• Set problem
Gather and copy every line in the records below that contains the word "query". Match the case exactly.

• Material for this task
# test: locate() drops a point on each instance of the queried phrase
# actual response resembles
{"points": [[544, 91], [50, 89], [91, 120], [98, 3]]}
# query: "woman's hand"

* * *

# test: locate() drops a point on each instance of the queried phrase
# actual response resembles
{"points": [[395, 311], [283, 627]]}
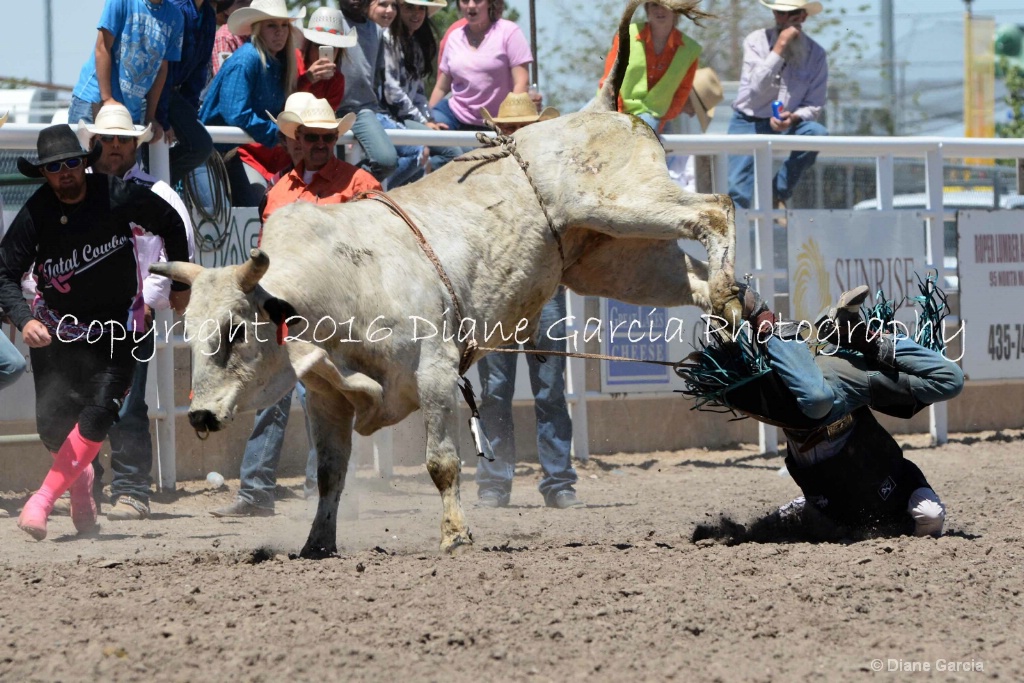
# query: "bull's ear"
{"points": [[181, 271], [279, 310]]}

* * *

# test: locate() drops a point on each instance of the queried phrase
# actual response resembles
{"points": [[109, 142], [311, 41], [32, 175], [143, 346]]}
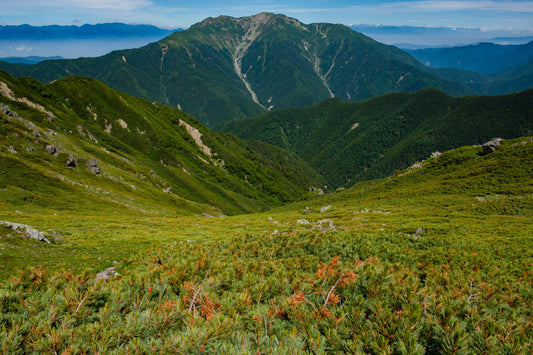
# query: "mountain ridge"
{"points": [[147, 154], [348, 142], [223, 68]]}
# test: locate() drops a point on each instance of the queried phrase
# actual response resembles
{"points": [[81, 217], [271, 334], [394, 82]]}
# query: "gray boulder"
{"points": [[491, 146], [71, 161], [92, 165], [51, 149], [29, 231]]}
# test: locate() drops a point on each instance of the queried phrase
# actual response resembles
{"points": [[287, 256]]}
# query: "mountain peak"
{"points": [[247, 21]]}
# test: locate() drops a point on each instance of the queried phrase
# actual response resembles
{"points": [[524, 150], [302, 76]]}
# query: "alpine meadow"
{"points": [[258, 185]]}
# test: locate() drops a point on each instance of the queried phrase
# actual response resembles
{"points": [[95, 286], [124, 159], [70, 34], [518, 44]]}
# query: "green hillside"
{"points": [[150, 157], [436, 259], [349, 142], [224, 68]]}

• Answer below
# query: "woman's hand"
# query: "bull's ear"
# query: "mountain ridge"
# query: "gray boulder"
# query: "mountain peak"
# query: "alpine meadow"
# query: "green hillside"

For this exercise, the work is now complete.